> _Required work_:
Count the lines in the items below that contain the string "screen". Reply with the number alone.

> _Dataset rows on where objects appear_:
###
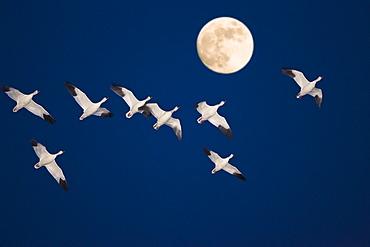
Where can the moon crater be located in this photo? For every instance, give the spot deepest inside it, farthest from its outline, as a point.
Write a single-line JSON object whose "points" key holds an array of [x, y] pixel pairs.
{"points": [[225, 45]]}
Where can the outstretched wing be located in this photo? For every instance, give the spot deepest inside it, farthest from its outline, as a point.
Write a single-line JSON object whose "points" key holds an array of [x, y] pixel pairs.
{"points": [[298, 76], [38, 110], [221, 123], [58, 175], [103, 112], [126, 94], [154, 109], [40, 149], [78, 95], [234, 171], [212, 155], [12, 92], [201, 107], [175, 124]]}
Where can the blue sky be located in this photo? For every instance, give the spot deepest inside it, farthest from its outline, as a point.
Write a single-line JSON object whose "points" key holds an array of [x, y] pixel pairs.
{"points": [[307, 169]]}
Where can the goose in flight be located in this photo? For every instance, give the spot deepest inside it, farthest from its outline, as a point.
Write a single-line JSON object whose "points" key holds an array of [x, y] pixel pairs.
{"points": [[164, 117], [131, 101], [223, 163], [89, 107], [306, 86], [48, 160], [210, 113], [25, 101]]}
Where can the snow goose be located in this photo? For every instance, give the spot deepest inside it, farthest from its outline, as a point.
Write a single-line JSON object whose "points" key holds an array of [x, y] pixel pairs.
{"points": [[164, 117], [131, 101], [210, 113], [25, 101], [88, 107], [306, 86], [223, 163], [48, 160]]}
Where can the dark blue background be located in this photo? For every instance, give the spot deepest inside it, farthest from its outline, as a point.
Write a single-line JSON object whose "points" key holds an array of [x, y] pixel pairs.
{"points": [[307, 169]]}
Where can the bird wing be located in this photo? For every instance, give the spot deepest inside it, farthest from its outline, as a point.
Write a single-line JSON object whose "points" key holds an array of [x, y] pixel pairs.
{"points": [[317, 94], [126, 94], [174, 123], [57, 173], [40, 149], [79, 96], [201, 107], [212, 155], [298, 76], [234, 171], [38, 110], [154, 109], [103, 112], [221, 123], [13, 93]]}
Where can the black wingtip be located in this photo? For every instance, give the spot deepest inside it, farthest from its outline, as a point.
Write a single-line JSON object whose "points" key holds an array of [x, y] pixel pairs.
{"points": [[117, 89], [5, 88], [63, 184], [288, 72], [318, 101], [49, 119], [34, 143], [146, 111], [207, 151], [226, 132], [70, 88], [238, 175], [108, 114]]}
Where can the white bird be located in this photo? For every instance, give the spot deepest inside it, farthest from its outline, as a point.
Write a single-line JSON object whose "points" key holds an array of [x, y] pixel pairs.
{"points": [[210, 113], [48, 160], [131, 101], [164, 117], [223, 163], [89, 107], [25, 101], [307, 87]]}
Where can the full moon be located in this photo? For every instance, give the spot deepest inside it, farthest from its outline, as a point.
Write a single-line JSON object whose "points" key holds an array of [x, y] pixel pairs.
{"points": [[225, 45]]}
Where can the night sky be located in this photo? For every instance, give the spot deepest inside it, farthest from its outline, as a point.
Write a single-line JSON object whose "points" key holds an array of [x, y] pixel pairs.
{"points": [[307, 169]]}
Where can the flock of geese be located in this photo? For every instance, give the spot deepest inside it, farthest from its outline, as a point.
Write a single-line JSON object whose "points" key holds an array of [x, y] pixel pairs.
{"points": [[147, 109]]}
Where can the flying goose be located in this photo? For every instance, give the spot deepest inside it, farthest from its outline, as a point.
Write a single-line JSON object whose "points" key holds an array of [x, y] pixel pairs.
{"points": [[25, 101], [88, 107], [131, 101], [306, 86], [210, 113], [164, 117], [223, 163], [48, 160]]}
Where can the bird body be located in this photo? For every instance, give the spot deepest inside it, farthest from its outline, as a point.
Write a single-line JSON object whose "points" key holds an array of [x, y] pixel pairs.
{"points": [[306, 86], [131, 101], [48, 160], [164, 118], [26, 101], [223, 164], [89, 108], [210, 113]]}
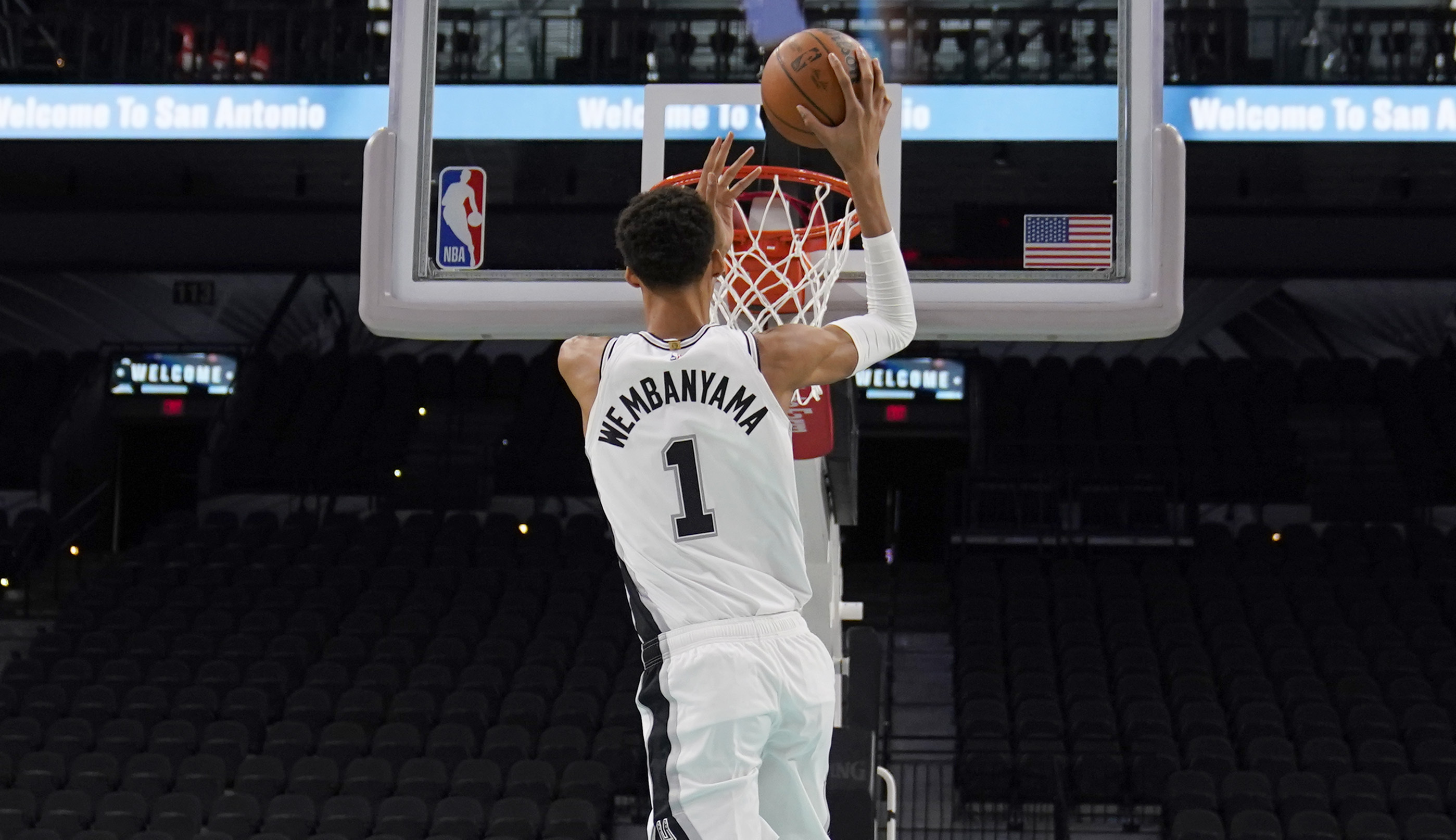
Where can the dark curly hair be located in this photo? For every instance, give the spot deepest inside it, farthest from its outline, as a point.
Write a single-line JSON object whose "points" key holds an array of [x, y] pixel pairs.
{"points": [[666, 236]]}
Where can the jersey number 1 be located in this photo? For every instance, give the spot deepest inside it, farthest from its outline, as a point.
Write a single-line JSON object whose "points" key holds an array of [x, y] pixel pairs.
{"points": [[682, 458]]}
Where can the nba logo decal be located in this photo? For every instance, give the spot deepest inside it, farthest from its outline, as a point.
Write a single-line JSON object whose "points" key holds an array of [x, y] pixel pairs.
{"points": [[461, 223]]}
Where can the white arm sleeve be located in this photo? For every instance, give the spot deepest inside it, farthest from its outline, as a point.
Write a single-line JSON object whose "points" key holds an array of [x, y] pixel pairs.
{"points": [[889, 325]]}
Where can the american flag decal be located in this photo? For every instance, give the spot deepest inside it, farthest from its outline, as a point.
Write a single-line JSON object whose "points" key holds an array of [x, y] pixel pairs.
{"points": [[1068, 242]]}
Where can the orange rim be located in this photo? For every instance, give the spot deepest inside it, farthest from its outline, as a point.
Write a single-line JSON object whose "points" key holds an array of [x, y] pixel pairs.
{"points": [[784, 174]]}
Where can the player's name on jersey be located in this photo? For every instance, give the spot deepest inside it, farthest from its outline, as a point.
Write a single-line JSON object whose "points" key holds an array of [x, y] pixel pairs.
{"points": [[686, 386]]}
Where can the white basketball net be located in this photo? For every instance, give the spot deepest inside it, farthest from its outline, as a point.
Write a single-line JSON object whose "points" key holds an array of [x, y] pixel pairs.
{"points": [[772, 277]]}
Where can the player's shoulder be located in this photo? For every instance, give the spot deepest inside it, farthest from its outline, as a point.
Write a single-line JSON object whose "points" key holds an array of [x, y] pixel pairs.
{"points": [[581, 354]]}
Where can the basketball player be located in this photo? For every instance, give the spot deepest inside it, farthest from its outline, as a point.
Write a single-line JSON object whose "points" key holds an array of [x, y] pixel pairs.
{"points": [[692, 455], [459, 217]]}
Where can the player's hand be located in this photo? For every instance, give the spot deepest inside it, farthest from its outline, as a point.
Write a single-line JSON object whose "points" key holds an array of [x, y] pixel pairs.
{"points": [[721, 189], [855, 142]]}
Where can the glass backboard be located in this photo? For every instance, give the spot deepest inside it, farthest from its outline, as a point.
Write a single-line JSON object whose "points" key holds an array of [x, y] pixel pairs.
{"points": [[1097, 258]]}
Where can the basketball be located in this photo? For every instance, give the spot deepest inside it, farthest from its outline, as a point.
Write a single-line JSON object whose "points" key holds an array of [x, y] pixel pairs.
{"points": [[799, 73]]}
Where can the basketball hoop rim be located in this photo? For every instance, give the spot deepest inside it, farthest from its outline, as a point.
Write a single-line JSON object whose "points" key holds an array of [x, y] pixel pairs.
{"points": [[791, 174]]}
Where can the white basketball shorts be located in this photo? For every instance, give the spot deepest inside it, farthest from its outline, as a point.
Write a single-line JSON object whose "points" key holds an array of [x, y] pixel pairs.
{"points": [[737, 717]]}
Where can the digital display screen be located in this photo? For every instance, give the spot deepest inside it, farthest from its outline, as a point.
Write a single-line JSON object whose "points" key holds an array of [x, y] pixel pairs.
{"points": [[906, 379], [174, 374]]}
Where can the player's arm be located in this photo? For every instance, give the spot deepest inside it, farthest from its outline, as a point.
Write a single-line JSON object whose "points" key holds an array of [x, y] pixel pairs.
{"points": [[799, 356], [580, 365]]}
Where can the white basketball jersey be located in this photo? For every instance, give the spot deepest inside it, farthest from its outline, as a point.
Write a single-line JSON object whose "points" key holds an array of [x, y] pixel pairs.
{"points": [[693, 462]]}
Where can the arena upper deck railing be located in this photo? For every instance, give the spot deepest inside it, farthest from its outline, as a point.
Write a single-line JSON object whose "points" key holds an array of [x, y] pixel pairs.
###
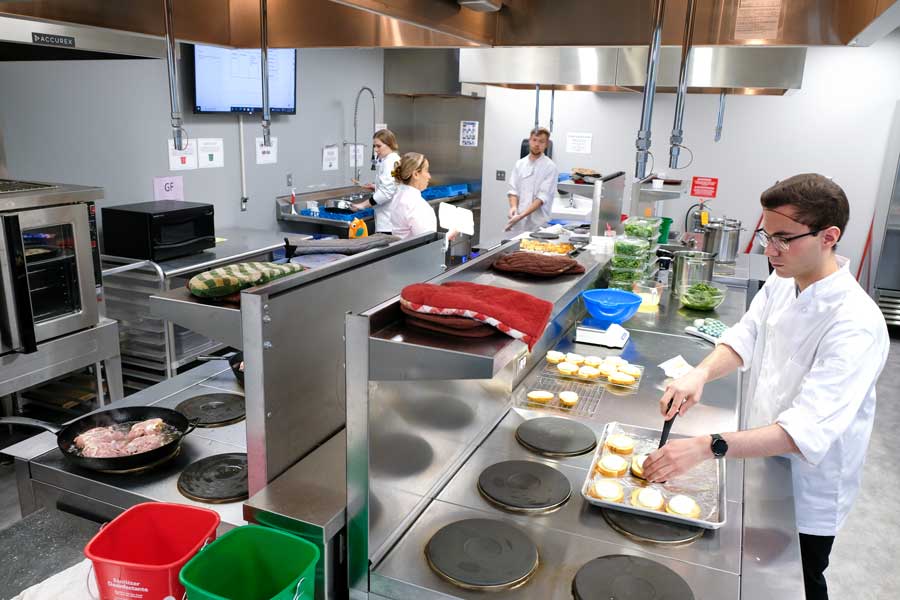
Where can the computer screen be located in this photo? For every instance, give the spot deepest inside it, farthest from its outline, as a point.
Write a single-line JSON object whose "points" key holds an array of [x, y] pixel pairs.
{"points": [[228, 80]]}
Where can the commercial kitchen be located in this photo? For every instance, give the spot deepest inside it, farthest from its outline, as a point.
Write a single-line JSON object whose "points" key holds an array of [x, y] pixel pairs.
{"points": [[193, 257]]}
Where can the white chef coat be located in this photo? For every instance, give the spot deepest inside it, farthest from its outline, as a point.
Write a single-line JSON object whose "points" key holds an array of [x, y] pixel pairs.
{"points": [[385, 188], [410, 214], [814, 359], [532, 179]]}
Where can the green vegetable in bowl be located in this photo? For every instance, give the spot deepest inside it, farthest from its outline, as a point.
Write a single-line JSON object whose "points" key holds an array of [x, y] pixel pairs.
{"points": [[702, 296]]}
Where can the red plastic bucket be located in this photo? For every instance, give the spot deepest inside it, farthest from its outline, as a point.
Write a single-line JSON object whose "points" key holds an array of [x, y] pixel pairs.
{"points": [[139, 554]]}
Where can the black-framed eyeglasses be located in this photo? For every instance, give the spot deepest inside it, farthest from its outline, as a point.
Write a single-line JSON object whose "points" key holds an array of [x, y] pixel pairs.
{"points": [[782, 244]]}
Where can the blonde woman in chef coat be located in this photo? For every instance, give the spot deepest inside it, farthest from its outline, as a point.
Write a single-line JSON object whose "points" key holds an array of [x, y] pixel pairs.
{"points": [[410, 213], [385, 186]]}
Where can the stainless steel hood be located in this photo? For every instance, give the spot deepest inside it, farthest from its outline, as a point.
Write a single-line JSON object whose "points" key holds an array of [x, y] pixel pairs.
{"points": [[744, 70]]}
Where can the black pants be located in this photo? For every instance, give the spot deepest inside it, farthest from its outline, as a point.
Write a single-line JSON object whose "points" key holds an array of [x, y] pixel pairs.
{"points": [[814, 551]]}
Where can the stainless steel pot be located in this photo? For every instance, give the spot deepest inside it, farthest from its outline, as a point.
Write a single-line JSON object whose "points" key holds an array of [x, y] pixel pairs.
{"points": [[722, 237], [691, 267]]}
###
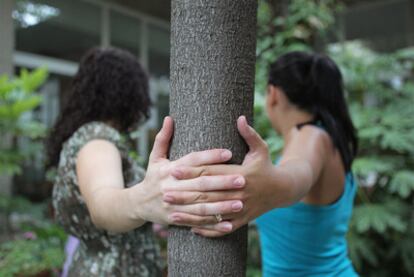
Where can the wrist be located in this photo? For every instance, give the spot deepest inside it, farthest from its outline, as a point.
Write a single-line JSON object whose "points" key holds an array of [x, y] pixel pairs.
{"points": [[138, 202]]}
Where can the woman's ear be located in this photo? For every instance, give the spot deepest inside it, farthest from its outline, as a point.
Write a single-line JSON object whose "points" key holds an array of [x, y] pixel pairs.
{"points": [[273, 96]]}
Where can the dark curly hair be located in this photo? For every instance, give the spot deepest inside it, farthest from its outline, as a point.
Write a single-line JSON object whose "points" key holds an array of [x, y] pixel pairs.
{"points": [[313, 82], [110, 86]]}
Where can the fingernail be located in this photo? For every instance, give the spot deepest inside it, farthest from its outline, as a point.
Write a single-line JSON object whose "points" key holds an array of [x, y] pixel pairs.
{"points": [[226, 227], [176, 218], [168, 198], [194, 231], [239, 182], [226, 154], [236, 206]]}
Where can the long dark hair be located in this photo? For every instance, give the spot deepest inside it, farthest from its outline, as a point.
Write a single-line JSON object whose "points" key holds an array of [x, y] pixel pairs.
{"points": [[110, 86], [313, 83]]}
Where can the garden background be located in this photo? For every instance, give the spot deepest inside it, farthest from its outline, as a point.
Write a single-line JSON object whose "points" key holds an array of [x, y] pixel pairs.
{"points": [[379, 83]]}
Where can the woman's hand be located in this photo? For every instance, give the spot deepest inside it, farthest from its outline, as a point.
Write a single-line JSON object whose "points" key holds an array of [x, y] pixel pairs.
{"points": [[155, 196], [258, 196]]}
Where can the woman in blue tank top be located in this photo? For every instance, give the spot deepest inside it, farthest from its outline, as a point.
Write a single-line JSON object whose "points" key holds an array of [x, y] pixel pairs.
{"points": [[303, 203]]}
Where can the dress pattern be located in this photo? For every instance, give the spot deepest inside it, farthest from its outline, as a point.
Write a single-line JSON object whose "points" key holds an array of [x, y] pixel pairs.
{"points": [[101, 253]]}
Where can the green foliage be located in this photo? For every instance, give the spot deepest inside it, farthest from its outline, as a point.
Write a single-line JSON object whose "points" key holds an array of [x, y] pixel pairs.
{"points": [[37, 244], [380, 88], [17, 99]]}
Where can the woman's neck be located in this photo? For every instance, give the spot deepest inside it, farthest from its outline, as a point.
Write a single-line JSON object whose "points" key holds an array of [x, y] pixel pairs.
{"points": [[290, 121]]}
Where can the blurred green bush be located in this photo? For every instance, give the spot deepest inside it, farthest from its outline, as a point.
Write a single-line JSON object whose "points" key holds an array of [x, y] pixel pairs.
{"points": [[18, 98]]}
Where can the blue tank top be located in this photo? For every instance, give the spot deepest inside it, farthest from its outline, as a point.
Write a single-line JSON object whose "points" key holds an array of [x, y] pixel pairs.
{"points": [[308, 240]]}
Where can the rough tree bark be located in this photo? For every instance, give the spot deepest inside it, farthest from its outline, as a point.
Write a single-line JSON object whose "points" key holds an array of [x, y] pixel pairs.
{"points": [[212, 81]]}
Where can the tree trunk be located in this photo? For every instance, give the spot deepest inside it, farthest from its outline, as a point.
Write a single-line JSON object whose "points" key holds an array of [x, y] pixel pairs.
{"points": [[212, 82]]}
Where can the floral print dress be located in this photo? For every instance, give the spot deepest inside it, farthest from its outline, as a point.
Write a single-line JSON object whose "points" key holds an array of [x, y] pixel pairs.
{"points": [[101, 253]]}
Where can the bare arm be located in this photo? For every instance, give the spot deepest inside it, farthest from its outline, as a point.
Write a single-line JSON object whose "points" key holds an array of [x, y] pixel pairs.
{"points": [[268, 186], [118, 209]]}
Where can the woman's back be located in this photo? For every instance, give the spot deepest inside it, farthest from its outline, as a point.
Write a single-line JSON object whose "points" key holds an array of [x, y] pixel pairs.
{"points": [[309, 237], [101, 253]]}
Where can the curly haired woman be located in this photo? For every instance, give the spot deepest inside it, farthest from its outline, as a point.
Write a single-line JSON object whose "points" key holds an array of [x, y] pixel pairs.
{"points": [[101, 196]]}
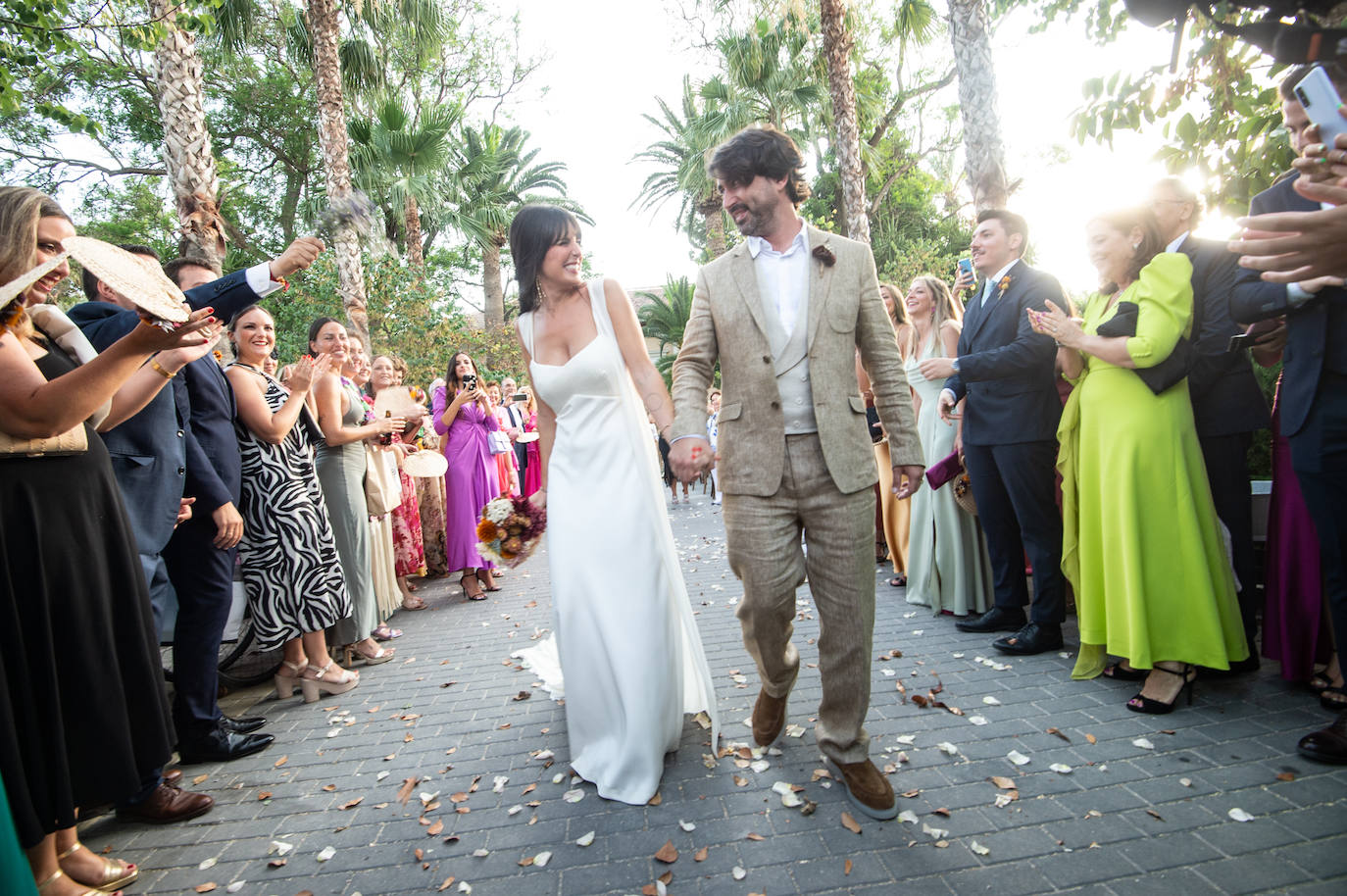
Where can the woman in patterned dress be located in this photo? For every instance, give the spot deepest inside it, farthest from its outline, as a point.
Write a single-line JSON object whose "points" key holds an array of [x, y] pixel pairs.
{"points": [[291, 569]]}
###
> _Final result_:
2